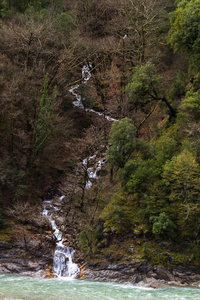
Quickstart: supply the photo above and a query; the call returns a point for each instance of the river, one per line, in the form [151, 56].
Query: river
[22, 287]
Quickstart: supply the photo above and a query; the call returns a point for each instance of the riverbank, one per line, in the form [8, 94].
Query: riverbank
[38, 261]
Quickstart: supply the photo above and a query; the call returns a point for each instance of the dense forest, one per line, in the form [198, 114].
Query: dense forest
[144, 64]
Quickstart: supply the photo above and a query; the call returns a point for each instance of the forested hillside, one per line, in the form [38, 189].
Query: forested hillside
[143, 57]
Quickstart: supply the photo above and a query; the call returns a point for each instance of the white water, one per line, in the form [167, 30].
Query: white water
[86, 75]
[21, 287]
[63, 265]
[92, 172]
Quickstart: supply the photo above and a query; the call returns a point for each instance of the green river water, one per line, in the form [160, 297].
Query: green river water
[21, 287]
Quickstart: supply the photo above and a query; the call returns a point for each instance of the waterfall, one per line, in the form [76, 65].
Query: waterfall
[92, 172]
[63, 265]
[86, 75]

...

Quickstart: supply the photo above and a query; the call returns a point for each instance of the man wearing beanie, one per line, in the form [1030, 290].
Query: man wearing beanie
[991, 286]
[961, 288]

REQUIREMENTS
Return every row above that contains the word "supply". Case counts, so match capital and lowercase letters as given.

TASK RESULT
Quickstart: supply the photo above and a query; the call returns a point for each instance of the river, one per line, in the form [151, 56].
Quickstart: supply the photo above and a query; the call returns a point for each instance of the riverbank, one per line, in the form [8, 94].
Quickstart: supply the photo above and a query; the call returns a point for each instance of the dense forest, one per line, in the form [198, 114].
Quickstart: supply the photo above and a query; the call returns a point for each instance of the forested hillside, one per line, in the form [38, 189].
Quickstart: supply the photo above and a query; the call returns a point for each instance of the white water, one per line, in the form [167, 30].
Quickstart: supply the photo above and a query; the call returns a point for each instance of the green river water, one per line, in the form [160, 297].
Quickstart: supply the photo above and a query; the call returns a point for each instance of the waterfall, one per line, in the form [76, 65].
Quickstart: supply the photo above and a query; the call returns a point for each instance of the man wearing beanie, one per line, in the form [1030, 290].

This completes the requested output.